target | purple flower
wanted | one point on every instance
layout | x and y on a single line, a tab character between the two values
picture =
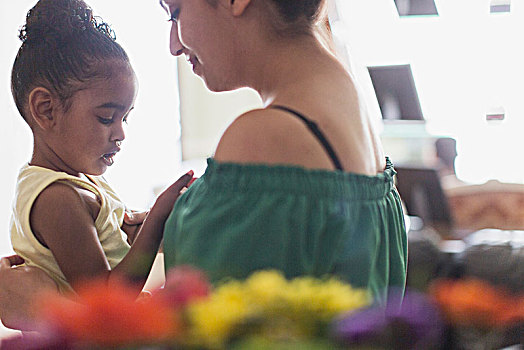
416	324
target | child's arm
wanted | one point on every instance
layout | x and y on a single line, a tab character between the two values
133	221
63	217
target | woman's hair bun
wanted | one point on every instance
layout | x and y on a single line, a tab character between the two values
60	19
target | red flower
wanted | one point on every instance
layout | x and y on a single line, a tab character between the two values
478	303
110	316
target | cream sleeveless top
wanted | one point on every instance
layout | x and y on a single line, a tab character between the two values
32	180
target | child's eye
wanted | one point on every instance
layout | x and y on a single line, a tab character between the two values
174	16
105	121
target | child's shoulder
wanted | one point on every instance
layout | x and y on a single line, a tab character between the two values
63	197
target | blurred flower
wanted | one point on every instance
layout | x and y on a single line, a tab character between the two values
267	304
417	324
474	302
212	320
109	316
184	284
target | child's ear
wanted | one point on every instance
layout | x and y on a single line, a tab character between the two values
238	6
41	105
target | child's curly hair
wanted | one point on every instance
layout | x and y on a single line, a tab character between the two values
62	46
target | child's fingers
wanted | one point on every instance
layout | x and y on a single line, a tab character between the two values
191	182
134	218
182	182
10	261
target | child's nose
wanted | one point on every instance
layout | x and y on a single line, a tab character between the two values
118	133
175	45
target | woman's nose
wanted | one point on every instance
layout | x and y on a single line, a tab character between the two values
175	45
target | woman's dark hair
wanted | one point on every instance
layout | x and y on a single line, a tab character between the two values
298	16
62	46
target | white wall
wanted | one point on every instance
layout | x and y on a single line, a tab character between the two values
151	154
465	62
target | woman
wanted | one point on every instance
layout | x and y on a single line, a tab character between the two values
301	185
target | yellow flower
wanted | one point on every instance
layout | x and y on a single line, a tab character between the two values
213	320
268	304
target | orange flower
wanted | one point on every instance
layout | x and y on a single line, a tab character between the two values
110	316
476	302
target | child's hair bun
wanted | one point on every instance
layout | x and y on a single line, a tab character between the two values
59	20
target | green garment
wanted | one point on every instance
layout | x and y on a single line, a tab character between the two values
240	218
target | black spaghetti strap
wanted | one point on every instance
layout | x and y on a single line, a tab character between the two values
319	135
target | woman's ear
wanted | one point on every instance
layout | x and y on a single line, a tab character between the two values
41	104
239	6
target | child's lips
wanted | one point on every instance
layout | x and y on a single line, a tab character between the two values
108	158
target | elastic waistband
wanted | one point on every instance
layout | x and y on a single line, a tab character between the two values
293	179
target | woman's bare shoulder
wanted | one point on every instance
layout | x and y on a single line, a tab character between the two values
268	136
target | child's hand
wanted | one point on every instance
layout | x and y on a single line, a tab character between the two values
166	200
132	222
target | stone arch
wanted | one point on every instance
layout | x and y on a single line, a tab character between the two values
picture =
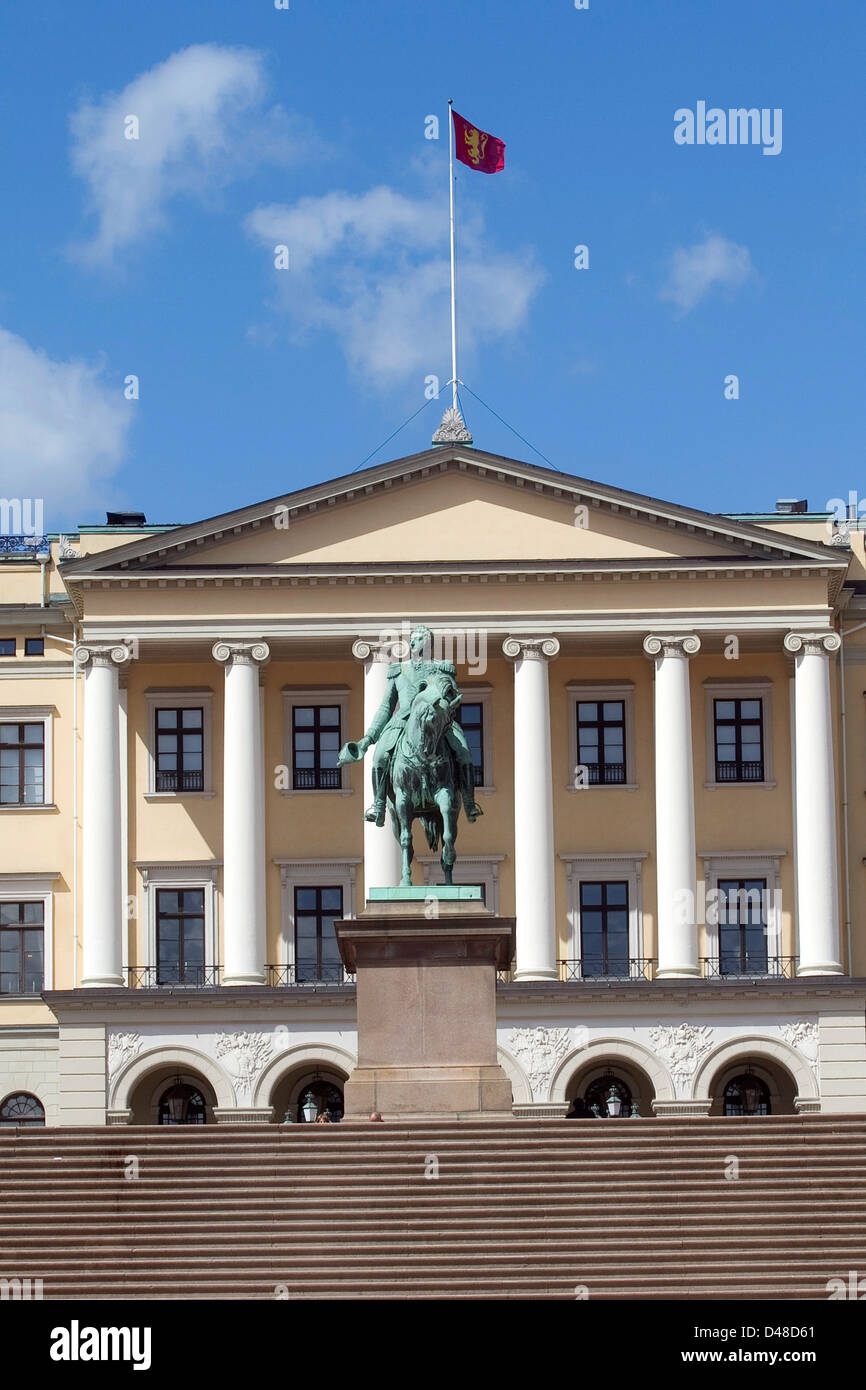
314	1054
613	1048
754	1045
156	1059
521	1091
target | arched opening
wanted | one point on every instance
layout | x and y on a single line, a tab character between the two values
319	1089
609	1089
21	1109
752	1086
167	1096
182	1104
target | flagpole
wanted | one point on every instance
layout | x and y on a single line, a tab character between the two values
453	273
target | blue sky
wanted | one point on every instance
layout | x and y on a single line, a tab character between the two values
306	128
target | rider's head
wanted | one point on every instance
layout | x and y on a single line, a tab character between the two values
420	642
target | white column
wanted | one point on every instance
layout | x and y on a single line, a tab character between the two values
818	908
243	900
382	863
102	870
676	884
534	880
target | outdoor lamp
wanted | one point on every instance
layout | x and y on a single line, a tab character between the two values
177	1104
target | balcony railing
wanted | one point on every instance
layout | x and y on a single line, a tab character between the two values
321	779
605	774
24	545
173	977
734	770
748	968
592	972
180	781
295	976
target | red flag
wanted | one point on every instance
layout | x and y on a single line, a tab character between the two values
476	148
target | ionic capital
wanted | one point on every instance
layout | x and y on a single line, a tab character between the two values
531	648
812	644
241	653
104	653
377	649
676	645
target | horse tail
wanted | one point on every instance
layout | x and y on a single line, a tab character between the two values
431	829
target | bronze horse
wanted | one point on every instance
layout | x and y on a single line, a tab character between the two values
423	779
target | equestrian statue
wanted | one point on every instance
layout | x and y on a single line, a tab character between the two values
423	765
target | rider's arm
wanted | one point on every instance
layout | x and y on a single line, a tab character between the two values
387	708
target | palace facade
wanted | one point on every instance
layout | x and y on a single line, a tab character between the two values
666	713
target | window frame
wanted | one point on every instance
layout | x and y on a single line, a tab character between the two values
742	863
181	918
188	697
469	869
617	868
759	688
483	694
35	887
295	695
174	876
35	715
312	873
601	691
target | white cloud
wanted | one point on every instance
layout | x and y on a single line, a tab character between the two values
63	432
373	268
694	271
200	123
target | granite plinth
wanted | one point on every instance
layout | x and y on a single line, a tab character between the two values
427	1012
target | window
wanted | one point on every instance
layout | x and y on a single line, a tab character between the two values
21	947
742	926
314	723
471	716
180	931
316	950
21	1109
601	741
180	748
316	742
605	930
747	1094
738	730
180	741
601	734
22	765
603	912
180	926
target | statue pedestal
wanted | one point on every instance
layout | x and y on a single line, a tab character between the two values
427	1011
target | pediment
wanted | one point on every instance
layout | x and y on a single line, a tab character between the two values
451	508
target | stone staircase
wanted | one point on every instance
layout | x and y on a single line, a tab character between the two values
519	1209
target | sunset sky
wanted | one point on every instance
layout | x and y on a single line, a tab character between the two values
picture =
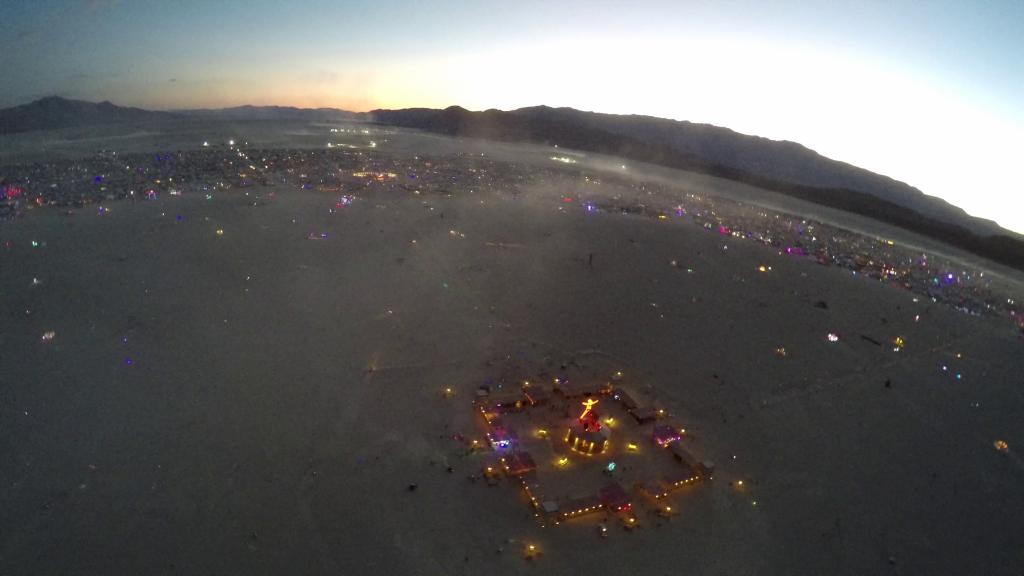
927	92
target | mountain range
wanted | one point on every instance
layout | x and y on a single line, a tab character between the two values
780	166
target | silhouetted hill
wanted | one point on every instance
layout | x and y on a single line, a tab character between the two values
781	166
54	112
276	113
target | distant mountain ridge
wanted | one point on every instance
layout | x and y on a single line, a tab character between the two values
700	148
780	166
276	113
54	112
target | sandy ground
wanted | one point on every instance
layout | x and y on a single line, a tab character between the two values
257	402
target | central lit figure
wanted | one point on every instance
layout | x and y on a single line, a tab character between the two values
586	435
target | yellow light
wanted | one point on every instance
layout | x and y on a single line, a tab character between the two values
588	405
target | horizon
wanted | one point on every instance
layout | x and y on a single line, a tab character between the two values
925	94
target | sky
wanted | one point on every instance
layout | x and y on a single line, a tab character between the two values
931	93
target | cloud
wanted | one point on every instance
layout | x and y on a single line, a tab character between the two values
96	6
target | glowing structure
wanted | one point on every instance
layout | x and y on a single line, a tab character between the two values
586	435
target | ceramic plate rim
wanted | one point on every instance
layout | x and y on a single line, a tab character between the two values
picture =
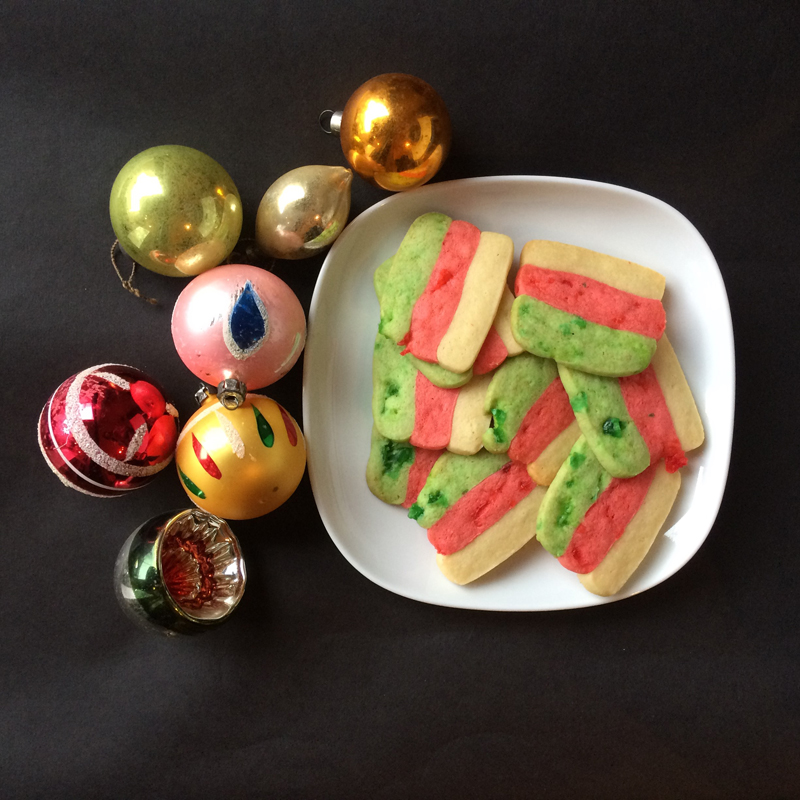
318	363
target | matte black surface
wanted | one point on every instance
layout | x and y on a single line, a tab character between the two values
323	685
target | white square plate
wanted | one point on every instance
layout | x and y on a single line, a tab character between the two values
379	540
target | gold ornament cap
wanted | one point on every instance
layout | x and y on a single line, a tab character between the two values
395	131
304	211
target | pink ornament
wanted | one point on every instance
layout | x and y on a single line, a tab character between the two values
108	430
238	321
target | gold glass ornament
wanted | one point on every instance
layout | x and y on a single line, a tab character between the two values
395	131
303	211
175	211
242	459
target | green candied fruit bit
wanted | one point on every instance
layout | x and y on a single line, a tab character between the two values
576	459
614	427
565	517
395	455
498	418
437	498
580	402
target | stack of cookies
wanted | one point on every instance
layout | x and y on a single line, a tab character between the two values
558	412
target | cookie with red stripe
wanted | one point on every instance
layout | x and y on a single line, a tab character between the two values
531	415
599	526
396	471
443	290
588	310
479	510
500	343
407	407
634	421
435	373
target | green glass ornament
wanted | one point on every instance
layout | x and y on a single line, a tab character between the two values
175	211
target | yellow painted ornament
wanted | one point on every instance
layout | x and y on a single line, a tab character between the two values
304	211
395	131
240	463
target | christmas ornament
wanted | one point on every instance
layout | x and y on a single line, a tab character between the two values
240	463
238	322
175	211
395	131
180	572
304	211
107	430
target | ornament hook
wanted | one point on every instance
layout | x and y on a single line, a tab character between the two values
128	283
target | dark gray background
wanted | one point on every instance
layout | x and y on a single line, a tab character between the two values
323	685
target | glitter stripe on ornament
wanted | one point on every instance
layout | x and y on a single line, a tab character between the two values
232	435
298	340
108	491
85	441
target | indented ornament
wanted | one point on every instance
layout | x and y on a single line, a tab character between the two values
107	430
395	131
304	211
243	462
180	572
238	322
175	211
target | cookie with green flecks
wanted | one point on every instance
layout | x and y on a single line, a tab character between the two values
588	310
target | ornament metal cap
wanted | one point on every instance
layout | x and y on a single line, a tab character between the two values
231	392
181	572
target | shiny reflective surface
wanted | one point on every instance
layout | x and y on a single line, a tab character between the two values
395	131
107	430
304	211
175	211
238	321
240	463
180	572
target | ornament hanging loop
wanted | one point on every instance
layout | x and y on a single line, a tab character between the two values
331	121
128	282
231	392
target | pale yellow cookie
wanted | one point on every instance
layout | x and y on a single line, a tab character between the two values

= = =

◆ Problem statement: Search the lines above for the string "gold" and copy each line that has it.

◆ Answer to the problem:
target | gold ornament cap
target | gold glass ornament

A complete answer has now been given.